• _INFORMATION PROVIDED_
- - -

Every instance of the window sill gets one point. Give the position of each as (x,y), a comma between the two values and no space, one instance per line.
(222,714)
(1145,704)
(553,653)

- - -

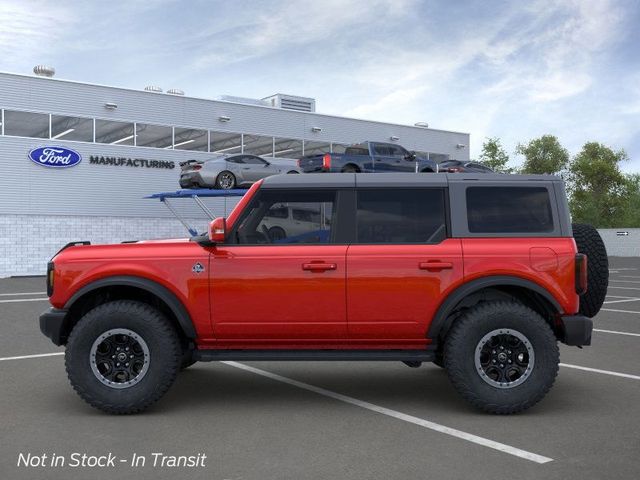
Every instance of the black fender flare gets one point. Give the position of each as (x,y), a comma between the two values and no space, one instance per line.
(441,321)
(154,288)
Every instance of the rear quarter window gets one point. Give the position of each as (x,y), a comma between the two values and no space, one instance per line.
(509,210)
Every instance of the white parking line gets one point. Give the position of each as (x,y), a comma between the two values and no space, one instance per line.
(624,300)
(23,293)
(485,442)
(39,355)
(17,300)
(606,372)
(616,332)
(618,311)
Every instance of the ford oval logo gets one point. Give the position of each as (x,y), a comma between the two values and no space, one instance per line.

- - -

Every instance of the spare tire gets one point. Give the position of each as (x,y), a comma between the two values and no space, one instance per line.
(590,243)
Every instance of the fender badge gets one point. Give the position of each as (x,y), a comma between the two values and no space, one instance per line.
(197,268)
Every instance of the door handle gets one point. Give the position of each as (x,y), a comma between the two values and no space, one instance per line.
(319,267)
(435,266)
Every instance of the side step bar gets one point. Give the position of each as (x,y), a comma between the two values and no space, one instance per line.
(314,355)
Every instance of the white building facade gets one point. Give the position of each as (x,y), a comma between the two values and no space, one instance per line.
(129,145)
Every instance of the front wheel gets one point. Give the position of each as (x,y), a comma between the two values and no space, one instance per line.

- - -

• _THE TASK_
Copy out, word for word, everything in the material above from the line containing "Every instance of the rear" down to the line containing "Every instance of the ford". Include both of those lines.

• _OUTPUT OF THE EXERCISE_
Every instance of the rear quarter window gets one point. Give the position of each as (x,y), a comma between the two values and no space, one instance per line.
(509,210)
Every instance of the white parking line gets one point. Give the position of each as (x,y), a comma between the two values and no space, one instance per line.
(624,300)
(23,293)
(485,442)
(39,355)
(17,300)
(606,372)
(616,332)
(618,311)
Every instance of the ford oval logo gets one point. Give the position of each as (x,y), a comma between the two values and no space, one instance per line.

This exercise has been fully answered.